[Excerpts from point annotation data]
** START **

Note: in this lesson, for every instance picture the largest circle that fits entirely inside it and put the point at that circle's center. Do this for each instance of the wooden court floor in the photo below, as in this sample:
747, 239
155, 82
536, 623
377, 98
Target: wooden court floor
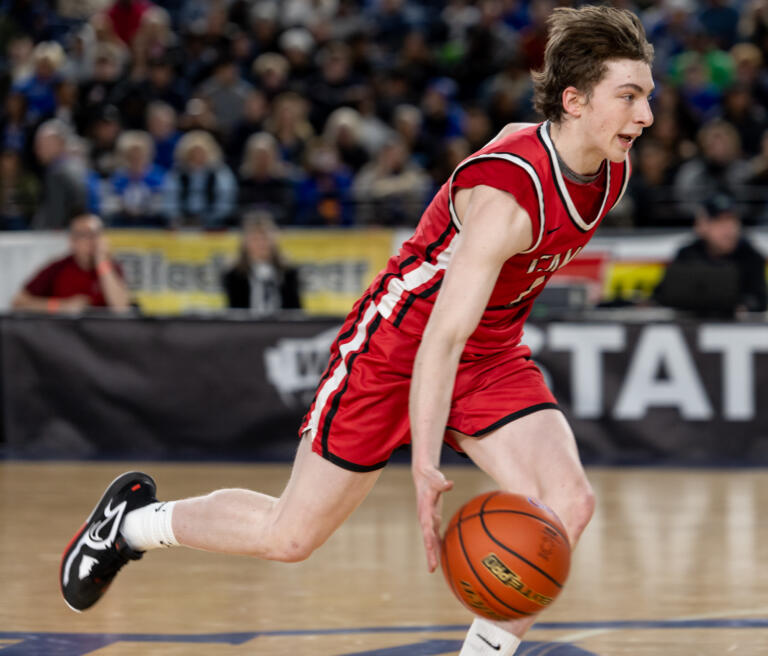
675, 562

** END **

Instructions to follow | Please write out every line of the material above word for word, omitting the pictures.

Task answer |
Note: in this lesson, for every instance picture the largest circle that fits entirely inside it and put the point at that circle's center. Do this for each instance of the wooden court floor in the photo below, as in this sample:
747, 239
155, 82
536, 623
377, 98
Target: wooden court floor
675, 562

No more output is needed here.